WHAT IS REQUIRED:
Retype the data below without changes, starting at the line containing "Could you please drop a point on the green" and ending at the line containing "<point>206,60</point>", with both of those lines included.

ENTRIES:
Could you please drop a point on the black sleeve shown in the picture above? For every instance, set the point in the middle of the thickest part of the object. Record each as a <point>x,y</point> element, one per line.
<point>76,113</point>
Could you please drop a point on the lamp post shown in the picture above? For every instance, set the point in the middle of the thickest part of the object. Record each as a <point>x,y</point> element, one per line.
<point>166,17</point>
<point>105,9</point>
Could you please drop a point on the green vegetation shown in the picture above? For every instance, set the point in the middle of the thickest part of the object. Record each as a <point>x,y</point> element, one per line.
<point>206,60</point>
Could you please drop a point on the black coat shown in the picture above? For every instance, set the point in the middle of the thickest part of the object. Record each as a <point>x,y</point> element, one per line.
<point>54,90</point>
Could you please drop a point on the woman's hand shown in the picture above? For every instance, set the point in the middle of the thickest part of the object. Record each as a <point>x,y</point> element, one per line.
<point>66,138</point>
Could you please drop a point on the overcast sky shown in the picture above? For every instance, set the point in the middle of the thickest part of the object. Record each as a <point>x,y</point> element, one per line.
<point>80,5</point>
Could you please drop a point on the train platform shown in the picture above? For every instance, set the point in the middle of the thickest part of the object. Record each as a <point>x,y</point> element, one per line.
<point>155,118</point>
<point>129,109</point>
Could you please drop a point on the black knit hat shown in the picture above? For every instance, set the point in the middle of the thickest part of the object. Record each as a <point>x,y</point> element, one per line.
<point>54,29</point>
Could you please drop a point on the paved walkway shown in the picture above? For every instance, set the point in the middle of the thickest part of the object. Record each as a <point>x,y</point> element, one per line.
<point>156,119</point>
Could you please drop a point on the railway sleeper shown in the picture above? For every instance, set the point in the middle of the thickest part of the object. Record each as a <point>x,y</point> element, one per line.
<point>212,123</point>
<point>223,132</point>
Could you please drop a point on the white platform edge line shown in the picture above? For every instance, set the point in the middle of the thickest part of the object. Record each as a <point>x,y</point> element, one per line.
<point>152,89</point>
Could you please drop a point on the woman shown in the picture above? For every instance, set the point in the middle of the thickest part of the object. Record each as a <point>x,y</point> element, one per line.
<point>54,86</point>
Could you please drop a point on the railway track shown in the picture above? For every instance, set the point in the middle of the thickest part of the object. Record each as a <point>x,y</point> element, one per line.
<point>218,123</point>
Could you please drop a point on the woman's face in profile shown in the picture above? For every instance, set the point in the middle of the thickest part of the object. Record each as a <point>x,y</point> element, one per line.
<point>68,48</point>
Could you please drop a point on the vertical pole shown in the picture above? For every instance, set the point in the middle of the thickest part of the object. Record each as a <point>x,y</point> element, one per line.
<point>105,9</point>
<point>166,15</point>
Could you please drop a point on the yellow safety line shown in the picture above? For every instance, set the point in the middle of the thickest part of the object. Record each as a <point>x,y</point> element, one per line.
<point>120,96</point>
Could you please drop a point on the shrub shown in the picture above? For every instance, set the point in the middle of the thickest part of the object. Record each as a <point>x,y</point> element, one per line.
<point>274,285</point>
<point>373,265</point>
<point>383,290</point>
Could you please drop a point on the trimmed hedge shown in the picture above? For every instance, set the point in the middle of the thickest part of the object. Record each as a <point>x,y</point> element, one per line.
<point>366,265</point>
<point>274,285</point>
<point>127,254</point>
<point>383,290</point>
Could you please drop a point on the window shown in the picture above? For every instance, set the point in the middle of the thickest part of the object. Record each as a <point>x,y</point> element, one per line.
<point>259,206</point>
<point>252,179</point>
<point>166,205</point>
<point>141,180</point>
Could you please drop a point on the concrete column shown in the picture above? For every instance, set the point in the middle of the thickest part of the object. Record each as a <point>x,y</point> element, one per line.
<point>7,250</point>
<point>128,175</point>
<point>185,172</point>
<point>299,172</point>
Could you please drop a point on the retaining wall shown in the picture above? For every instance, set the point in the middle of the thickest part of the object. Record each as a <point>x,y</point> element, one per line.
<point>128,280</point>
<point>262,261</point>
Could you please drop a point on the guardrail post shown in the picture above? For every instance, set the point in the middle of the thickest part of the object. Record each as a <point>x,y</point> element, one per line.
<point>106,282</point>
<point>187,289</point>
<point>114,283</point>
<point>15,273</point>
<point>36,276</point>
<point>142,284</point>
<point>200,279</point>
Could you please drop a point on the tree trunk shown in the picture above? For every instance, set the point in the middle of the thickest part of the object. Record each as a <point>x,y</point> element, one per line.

PROBLEM SOLUTION:
Could you please drop a point on the green vegetation shown in the picture above? For every instance, set the point in the middle of the thickest part of the object. Record each as a <point>x,y</point> element, one per line.
<point>206,60</point>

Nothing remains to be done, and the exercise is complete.